-- Start --
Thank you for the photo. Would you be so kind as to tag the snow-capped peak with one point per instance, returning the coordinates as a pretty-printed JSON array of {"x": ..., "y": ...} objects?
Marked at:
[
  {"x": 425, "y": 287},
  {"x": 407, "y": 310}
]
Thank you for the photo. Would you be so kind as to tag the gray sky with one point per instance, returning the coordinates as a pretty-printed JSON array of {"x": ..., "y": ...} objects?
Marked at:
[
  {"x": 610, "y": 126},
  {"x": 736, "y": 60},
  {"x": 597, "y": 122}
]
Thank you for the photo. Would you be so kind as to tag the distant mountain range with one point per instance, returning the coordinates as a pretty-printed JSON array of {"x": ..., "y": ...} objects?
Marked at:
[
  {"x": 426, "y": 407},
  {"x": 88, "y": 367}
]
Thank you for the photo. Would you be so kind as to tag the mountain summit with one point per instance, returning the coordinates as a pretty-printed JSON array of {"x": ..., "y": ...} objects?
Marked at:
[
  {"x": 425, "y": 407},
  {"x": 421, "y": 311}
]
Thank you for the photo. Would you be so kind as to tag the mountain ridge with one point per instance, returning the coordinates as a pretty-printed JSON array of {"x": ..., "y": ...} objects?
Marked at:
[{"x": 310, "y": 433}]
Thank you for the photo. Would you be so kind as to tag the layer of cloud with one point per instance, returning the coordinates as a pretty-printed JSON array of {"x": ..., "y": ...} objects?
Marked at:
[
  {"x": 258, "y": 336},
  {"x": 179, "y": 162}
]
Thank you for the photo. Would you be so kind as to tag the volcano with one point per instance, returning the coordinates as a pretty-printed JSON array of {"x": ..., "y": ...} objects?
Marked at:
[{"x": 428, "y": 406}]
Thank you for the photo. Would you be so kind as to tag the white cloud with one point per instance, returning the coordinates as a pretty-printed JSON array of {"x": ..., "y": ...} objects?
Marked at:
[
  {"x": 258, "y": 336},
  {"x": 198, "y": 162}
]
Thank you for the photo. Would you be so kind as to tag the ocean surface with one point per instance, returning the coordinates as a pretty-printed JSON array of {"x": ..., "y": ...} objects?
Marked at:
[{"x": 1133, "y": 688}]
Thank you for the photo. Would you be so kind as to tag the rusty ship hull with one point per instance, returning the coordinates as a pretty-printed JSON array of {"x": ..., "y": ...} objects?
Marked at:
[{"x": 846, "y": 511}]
-- End --
§ **SET PROBLEM**
Can you return all of the records above word for word, changing nothing?

§ **RIGHT ANSWER**
Thank you for the photo. Would you be so kind as to tag the snow-capped peak with one point per instance, returning the coordinates as a pretty-printed JSON array of {"x": ..., "y": ...} objects?
Marked at:
[
  {"x": 425, "y": 287},
  {"x": 407, "y": 310}
]
Thank you for the photo. Would you be so kind as to tag the gray sky with one point per instance, returning the coordinates as a pretty-printed JSON array of {"x": ..., "y": ...} objects?
Marked at:
[
  {"x": 610, "y": 126},
  {"x": 736, "y": 60},
  {"x": 597, "y": 122}
]
Thank you for the photo. Would you be so kind as to tag the distant mountain range with one point per instance, returning the coordinates as a pretty-printed JSON array of {"x": ..., "y": ...} objects?
Marked at:
[
  {"x": 426, "y": 407},
  {"x": 88, "y": 367}
]
Thank you for the photo. Would you be so kind as to tag the mountain summit with one point per instance, returning the coordinates as a pretty-printed JSON array of {"x": ..., "y": ...} objects?
Marked at:
[
  {"x": 425, "y": 407},
  {"x": 421, "y": 311}
]
Thank you for the photo. Would you be so kind as to tag the mountain ridge with one point per instance, returning the coordinates as a pretty-printed JSON array of {"x": ..., "y": ...} objects?
Marked at:
[{"x": 310, "y": 433}]
Thank you for the photo. Would you be so kind as to tag the layer of cloud with one point per instance, returning the coordinates as a pretty-printed JSON array of {"x": ..., "y": ...} objects?
Marked at:
[
  {"x": 258, "y": 336},
  {"x": 179, "y": 162}
]
Thank you for the photo. Would you be so kind as to tag the volcano with one point per instance, returning the coordinates as a pretty-printed JSON array of {"x": ..., "y": ...} objects?
Marked at:
[{"x": 428, "y": 406}]
Thank you for the photo. Would you be so kind as to tag the white cloud with one point per instance, returning the coordinates as a pretty-printed JSON array of {"x": ..., "y": ...} objects?
Marked at:
[
  {"x": 258, "y": 336},
  {"x": 198, "y": 162}
]
Thank you for the photo. Would you be so kind as to tag the ocean surface with one point per instance, returning the coordinates as a pretty-printed JSON array of {"x": ..., "y": ...} objects?
Marked at:
[{"x": 1133, "y": 688}]
Thank you for the photo. Would you be so kind as to tag the rusty ship hull with one point per instance, returning the coordinates as a pretty-printed JSON array of {"x": ..., "y": ...} objects?
Marked at:
[{"x": 846, "y": 511}]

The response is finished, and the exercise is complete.